Input records START

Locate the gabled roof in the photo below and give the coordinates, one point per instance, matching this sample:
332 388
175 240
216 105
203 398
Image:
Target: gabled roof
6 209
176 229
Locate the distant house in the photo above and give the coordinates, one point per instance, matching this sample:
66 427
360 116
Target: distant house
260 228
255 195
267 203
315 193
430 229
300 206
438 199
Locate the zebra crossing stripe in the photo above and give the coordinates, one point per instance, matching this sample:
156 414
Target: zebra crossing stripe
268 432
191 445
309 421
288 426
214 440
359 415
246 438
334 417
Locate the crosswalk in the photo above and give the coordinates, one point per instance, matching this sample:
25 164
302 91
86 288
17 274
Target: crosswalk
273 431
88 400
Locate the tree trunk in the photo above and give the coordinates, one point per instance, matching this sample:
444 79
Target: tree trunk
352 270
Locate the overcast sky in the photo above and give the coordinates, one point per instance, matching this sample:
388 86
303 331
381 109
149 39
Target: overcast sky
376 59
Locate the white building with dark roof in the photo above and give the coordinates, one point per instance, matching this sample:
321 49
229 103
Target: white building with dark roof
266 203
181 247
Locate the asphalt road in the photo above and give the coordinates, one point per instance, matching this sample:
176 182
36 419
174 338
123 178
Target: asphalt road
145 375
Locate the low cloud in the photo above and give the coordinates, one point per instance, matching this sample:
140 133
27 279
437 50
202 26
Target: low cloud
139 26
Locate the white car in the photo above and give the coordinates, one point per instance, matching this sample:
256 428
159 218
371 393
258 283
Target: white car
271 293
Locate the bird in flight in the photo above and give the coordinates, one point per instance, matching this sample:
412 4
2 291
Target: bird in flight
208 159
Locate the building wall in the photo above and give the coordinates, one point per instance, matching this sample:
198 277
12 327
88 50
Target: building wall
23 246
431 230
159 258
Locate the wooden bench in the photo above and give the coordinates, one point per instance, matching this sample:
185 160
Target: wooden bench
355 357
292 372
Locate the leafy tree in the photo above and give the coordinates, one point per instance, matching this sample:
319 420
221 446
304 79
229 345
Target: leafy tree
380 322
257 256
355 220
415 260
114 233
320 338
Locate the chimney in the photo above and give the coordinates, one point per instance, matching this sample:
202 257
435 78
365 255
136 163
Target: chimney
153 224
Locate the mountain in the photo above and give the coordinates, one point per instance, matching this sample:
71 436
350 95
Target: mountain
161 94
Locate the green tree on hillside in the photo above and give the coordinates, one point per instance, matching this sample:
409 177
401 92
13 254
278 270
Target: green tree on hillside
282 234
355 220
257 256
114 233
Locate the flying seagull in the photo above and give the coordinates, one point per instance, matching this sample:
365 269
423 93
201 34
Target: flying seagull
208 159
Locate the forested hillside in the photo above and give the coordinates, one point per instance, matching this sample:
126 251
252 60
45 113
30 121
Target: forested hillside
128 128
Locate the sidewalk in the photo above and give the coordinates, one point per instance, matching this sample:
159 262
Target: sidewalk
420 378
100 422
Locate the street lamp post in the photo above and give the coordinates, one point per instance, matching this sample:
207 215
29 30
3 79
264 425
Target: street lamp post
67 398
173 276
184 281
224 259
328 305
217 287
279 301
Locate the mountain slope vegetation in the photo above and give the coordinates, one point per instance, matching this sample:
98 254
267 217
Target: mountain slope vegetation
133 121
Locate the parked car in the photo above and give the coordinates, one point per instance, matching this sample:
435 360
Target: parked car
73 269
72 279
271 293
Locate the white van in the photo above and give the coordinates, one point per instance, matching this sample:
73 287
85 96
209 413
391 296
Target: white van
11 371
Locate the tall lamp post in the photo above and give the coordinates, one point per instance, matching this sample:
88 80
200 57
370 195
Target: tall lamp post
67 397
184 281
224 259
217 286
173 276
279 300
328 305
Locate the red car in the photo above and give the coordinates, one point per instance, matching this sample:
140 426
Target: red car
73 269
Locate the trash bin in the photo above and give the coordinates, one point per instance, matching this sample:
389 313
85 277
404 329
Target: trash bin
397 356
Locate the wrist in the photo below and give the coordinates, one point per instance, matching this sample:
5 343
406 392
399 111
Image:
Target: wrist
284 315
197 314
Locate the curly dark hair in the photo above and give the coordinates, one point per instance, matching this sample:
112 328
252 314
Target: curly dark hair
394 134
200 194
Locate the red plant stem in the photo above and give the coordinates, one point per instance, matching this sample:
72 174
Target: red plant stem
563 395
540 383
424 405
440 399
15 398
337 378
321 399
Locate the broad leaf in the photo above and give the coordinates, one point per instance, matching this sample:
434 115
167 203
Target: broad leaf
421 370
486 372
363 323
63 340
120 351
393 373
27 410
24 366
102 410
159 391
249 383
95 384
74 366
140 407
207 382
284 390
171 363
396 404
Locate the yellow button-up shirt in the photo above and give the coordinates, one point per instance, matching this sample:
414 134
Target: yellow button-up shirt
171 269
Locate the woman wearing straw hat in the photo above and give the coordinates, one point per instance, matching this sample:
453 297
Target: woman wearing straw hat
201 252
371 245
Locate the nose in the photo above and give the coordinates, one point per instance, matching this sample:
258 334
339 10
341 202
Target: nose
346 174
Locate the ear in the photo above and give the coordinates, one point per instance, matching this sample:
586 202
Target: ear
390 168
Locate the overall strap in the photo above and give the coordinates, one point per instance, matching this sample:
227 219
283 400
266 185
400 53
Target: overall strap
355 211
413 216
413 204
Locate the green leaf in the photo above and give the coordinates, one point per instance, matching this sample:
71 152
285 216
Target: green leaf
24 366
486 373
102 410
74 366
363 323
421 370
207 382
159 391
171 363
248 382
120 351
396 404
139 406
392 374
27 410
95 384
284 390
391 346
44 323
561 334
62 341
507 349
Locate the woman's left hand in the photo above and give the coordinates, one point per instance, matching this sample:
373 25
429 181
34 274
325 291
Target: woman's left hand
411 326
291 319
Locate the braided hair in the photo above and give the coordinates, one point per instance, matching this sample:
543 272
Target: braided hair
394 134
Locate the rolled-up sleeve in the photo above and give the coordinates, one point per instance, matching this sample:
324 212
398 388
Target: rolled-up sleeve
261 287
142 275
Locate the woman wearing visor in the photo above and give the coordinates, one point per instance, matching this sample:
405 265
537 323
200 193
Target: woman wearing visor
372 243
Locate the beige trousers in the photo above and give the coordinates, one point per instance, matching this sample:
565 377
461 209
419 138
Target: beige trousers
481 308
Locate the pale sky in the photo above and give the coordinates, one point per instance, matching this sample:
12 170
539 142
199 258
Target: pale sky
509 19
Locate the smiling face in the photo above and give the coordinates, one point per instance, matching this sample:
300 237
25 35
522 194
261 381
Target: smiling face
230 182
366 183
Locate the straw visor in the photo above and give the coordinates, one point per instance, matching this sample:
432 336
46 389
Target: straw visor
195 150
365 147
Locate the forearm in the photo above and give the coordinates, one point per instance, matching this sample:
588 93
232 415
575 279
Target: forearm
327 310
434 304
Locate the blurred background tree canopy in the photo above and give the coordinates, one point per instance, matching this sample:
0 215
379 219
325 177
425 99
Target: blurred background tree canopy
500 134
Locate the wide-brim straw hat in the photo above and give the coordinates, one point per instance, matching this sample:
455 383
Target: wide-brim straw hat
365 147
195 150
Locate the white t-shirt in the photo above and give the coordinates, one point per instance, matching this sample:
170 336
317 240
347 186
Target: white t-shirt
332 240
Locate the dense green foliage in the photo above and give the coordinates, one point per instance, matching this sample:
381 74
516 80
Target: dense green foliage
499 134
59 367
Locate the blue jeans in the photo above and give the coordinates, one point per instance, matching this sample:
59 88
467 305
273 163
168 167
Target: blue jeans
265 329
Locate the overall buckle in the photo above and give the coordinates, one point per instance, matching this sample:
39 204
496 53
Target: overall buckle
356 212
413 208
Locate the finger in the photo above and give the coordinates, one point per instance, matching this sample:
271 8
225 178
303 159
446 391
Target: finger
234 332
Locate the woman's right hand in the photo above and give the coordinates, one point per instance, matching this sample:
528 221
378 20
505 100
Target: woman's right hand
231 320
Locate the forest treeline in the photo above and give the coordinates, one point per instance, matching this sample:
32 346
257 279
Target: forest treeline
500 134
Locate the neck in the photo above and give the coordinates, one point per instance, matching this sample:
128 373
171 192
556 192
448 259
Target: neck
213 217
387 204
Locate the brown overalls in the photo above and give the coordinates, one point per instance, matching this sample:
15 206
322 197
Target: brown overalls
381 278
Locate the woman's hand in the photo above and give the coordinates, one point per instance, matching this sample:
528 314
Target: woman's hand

Input records END

Exercise objective: Take every line above carrying "below" and return it.

Written response:
Locate the gabled roof in the photo below and give the coordinates, one point per instance, matching this sample:
Locate the wrist in the photo below and give the coordinates, one point per instance, matching this sample:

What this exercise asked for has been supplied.